_WRITTEN TASK_. Convert the listing below, from its first line up to and including the line with "box: [129, 160, 170, 233]", into a Markdown table with the columns Row and Line. Number each row and skip any blank lines.
_ _ _ _
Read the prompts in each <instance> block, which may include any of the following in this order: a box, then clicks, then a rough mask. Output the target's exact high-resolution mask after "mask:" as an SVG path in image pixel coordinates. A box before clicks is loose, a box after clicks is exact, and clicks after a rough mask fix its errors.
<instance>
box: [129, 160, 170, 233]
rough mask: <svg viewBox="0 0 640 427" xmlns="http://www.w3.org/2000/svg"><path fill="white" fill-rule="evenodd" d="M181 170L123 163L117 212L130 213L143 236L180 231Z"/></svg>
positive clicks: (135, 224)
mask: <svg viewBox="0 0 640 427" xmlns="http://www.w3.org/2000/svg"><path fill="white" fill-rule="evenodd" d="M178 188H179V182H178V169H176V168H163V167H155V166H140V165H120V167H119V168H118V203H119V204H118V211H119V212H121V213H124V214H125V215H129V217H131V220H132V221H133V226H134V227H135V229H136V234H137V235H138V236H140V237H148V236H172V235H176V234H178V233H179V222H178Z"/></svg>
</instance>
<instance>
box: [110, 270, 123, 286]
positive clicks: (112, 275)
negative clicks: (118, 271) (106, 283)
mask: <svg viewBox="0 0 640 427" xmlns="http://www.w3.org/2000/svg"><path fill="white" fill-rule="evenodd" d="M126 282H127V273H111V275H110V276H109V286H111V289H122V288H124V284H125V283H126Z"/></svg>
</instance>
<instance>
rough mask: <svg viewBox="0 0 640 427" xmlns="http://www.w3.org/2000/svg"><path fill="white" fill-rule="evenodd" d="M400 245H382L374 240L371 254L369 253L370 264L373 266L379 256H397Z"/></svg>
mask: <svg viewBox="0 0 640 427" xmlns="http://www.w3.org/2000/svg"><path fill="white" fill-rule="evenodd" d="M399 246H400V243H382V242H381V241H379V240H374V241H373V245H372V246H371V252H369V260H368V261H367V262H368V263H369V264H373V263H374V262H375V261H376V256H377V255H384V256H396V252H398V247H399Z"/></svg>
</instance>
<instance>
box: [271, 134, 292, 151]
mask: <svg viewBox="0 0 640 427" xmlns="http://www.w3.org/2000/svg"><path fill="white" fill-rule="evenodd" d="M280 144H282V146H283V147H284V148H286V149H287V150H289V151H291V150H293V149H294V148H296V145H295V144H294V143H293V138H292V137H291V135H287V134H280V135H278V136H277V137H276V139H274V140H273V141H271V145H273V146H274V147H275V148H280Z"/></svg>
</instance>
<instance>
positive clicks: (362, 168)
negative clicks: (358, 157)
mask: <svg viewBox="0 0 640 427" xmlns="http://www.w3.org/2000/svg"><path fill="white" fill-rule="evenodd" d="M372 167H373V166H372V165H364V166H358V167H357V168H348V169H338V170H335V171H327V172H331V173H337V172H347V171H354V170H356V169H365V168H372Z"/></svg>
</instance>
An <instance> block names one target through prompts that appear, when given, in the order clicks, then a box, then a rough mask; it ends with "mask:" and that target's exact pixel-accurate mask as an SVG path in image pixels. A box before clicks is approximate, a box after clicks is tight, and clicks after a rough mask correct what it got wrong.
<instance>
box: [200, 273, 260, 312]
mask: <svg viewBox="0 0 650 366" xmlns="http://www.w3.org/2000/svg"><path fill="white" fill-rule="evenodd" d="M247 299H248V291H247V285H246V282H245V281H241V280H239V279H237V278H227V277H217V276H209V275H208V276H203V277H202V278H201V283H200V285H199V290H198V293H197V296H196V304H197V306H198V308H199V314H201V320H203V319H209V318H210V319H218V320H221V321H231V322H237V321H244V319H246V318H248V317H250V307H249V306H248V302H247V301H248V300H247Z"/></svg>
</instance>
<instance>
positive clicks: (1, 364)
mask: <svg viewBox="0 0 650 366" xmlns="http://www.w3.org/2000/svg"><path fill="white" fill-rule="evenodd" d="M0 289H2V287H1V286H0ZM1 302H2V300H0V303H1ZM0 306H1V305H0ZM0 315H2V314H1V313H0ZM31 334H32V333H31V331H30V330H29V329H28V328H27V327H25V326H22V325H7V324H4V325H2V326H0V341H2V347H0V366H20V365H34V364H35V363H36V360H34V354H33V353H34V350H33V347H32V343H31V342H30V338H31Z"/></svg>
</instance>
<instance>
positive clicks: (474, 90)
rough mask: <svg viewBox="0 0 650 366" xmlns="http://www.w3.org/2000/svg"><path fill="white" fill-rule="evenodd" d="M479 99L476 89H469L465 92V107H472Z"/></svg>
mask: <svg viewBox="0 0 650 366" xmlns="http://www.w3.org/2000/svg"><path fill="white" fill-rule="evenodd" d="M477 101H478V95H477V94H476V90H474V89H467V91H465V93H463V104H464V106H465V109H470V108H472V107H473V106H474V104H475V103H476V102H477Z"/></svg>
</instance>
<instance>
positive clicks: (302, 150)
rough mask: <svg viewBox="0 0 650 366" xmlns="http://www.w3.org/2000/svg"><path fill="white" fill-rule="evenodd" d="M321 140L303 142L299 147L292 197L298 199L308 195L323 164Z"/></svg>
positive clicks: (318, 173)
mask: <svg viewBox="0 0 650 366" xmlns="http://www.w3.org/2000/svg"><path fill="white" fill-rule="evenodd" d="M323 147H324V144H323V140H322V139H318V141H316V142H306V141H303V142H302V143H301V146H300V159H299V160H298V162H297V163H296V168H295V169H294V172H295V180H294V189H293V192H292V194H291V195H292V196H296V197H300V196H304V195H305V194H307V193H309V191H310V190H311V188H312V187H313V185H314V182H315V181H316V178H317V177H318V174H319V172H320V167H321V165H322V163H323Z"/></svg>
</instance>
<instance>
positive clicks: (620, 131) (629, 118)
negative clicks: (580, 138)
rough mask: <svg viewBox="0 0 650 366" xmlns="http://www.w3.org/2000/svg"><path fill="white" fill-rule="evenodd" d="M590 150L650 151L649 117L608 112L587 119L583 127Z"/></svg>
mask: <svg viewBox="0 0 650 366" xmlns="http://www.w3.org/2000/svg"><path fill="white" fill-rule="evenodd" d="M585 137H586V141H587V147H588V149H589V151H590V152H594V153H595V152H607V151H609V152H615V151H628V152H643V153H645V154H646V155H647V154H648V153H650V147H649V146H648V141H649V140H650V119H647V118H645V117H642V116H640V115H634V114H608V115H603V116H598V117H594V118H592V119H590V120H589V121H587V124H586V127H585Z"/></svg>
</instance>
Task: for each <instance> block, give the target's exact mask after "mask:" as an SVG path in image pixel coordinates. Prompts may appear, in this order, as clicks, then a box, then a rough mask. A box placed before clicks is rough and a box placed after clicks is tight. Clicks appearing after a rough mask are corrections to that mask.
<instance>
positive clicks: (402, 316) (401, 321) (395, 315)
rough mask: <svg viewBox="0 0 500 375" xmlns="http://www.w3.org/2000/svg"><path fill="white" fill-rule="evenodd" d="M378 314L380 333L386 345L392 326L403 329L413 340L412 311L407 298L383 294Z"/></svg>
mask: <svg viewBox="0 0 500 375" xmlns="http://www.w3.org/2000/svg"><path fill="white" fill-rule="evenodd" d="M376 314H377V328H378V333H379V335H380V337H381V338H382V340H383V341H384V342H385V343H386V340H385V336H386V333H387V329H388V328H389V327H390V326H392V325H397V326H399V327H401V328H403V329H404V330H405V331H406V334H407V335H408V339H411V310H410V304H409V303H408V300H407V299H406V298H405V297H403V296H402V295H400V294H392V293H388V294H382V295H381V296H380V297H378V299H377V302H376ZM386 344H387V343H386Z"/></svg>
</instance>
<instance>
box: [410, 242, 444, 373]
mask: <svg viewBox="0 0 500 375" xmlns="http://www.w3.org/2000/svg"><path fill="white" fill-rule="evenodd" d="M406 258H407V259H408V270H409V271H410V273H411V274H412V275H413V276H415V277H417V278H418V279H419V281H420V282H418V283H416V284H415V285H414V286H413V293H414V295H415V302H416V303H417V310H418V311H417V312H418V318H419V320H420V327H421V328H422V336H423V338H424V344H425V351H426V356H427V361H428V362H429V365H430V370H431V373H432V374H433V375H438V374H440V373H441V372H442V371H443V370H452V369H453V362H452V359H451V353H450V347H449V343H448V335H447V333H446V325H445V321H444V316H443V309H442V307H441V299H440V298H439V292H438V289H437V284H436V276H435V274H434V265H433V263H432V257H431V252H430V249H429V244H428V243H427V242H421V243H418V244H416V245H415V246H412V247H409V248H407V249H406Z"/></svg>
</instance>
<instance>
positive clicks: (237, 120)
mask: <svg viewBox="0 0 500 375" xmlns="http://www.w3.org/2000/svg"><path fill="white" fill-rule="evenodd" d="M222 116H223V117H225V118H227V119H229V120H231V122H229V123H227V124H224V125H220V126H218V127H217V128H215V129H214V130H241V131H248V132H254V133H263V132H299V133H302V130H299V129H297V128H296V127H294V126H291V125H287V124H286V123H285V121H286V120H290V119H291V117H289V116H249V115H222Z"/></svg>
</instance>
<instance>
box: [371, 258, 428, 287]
_ _ _ _
_REPLY TO THE TASK_.
| Row | Line |
|---|---|
| 1 | Read the prompts in each <instance> block, which may include any of the following in this order: a box, then clicks, then a rough mask. Output the target's exact high-resolution mask after "mask:" as an SVG path in image pixel coordinates. A box before clicks is loose, a box after clicks is exact, and clicks after a rough mask fix its errors. |
| 2 | <instance> |
| 3 | box: [129, 160, 170, 233] |